The exercise: Copy the records between the line holding "The query is: potted plant" and the line holding "left=293, top=200, right=438, bottom=294", inclusive, keeping the requests as they are. Move every bounding-box coordinate in the answers up by adding 111 to it.

Information supplied:
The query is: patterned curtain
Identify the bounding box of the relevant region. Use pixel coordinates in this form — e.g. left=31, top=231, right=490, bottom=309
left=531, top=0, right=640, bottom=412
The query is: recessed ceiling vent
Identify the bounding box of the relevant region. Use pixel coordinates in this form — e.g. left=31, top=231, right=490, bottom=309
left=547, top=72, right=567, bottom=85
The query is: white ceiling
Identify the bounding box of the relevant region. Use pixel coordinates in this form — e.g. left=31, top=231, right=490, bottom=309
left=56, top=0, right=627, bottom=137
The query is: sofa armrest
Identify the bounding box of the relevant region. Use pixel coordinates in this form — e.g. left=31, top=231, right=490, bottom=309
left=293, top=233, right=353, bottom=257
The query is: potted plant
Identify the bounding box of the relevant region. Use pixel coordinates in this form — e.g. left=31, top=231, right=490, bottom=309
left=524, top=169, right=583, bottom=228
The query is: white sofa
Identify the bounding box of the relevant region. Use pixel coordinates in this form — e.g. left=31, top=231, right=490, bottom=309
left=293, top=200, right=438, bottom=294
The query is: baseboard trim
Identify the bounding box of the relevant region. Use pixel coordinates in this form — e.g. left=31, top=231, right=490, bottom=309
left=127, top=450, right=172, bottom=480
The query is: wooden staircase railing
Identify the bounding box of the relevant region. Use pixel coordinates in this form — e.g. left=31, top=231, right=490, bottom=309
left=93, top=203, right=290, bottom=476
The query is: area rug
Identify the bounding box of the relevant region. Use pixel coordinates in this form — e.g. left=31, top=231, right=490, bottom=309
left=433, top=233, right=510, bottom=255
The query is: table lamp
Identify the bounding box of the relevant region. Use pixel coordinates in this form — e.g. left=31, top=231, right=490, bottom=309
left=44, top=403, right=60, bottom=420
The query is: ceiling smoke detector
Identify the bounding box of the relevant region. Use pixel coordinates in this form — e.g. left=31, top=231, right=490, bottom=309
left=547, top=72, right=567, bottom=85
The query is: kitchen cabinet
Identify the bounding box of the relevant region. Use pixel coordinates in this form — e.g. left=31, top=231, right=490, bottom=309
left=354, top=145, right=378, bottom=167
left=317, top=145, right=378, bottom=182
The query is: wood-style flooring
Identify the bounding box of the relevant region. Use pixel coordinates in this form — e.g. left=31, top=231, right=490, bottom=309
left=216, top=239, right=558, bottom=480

Solved exercise:
The query is: potted plant
Identify the bounding box of the relevant region. Use pixel coordinates in this form — e.g. left=31, top=231, right=490, bottom=309
left=635, top=280, right=694, bottom=339
The query is: white sofa
Identify the bounding box of the relevant region. Use pixel coordinates in this form — e.g. left=31, top=231, right=490, bottom=309
left=404, top=311, right=549, bottom=405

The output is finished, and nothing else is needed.